- Apply what you read -
1. In the piece on Scott Walker's recall win, rewrite the paragraph beginning "Scott Walker won yesterday because" as a short bulleted list that keeps its main facts.
2. According to the piece on Scott Walker's recall win, in what year did Ronald Reagan fire all the air traffic controllers?

- Selected text -
_____
Scott Walker’s Vindication

Courage When It Counted

An insider tip – if you want to see the best improv comedy on TV today, tune into MSNBC.

There, the haggard and wounded apologists for the American Left will take to the air and attempt to  explain away how the union movement suffered its most crushing defeat since Ronald Reagan fired all the air traffic controllers in 1981.

There will be a lot of talk about the nefarious influence of money, and how the Democrats and their union backers in Wisconsin were outspent 7-1. About the “evil” Koch brothers and all the outside cash that flowed in and overwhelmed and obscured the true expression of Wisconsin’s intent.

There will also be a lot of mutual reassurance that the recall election will have absolutely no impact on the presidential race, the issues that will dominate or the role Wisconsin will play in electing our Chief Executive in November.

What you won’t hear in any of this, is the truth.

Scott Walker won yesterday because voters judged that the dramatic reforms that he and the legislature implemented worked as advertised; keeping state workers on the job, closing a massive budget deficit, generating new private sector jobs – and doing it all without raising taxes.
_____
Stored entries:
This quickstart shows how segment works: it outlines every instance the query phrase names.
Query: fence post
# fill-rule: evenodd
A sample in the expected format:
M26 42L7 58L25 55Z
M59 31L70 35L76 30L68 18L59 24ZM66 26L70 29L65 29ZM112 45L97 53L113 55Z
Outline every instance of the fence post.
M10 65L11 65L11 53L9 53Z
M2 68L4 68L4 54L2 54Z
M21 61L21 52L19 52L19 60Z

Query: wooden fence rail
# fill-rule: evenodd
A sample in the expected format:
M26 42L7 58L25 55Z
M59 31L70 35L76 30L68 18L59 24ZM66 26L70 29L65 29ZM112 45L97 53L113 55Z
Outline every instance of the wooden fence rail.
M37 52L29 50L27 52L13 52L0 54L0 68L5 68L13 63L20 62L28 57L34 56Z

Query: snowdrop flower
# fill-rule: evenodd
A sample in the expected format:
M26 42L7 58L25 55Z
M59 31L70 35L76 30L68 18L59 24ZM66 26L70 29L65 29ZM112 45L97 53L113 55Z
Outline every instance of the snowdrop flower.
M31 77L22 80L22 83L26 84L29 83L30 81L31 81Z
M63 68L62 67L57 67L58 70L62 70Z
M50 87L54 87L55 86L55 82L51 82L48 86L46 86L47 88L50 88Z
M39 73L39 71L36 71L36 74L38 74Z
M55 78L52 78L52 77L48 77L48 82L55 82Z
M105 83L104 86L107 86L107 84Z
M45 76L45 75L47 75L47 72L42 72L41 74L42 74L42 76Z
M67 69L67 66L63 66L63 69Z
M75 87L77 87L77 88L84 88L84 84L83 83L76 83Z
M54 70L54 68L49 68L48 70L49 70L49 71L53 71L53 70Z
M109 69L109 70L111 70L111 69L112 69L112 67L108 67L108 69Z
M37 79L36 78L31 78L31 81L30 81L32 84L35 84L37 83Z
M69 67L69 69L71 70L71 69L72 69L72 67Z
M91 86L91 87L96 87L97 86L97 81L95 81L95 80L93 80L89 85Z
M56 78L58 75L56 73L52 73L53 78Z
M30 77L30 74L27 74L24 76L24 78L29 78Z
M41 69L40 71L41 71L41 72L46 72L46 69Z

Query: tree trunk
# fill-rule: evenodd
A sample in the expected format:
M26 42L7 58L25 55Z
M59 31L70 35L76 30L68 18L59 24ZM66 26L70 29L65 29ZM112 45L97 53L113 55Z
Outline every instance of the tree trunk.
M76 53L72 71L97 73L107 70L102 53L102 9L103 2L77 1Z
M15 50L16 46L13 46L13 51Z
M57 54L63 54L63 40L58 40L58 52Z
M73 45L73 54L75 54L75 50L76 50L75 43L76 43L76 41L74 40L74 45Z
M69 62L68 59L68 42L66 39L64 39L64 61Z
_____
- Answers per task -
1.
- Scott Walker won because voters judged that his and the legislature's dramatic reforms worked as advertised.
- The reforms kept state workers on the job.
- They closed a massive budget deficit.
- They generated new private sector jobs.
- They did all this without raising taxes.

2. 1981